• **THE TASK**
Some lines below hold "coastal". Pick them out and copy them.

START EXCERPTED DATA

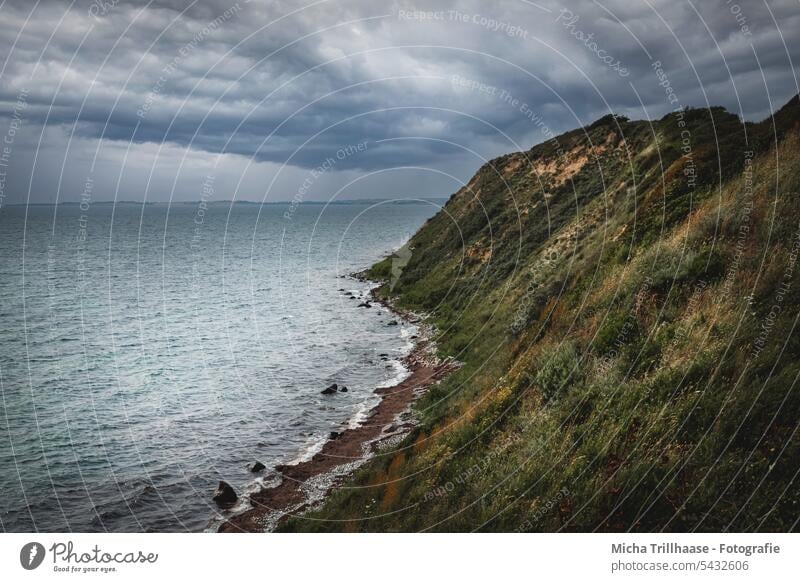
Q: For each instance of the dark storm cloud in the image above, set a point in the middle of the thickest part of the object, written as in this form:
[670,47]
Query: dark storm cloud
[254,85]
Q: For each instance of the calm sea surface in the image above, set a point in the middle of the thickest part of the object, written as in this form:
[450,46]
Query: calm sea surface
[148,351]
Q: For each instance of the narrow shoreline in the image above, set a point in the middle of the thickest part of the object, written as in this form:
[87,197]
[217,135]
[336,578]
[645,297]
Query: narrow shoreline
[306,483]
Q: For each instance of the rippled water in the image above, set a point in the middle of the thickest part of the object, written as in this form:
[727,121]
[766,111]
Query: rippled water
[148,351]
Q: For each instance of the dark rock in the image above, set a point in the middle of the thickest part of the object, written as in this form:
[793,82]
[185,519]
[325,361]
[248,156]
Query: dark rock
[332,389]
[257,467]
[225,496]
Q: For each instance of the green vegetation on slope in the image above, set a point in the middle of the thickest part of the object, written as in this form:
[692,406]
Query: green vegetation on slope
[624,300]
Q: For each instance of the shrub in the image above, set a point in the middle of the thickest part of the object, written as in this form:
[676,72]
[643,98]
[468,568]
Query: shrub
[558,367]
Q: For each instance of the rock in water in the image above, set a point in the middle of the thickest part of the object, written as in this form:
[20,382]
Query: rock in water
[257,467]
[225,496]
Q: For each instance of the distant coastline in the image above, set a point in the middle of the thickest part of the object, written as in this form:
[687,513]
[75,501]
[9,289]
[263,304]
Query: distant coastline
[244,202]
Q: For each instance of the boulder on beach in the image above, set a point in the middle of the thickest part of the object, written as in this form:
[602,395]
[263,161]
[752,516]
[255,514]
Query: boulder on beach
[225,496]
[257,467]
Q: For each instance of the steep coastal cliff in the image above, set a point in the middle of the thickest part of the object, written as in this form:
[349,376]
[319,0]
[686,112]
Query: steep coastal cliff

END EXCERPTED DATA
START EXCERPTED DATA

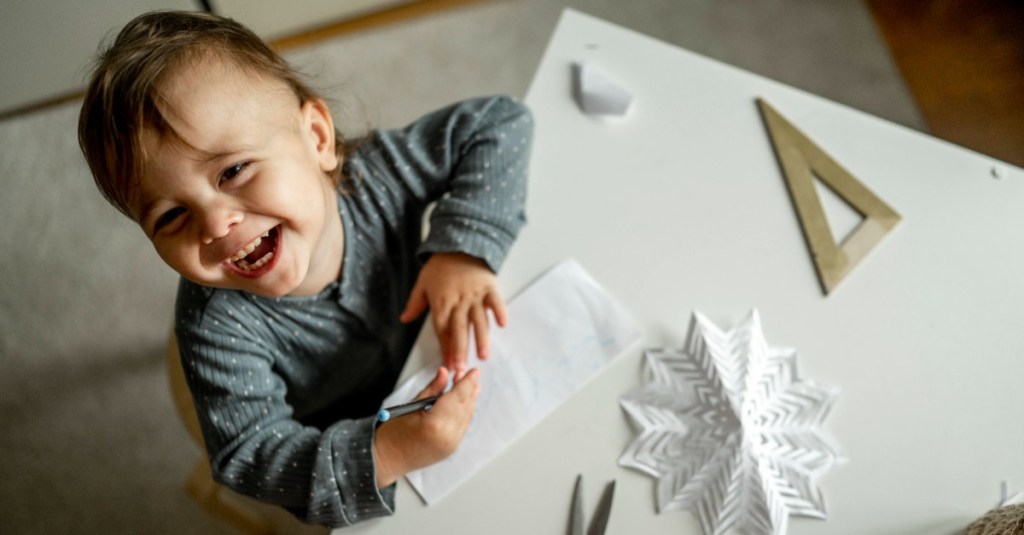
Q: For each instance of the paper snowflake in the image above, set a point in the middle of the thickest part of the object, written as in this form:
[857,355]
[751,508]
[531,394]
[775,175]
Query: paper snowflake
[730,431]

END EXCERPTED DATA

• **RESPONSE**
Q: For each instance of the steep coastal cliff in the image above, set a point in the middle of the thickest part of the object, written as in this form:
Query: steep coastal cliff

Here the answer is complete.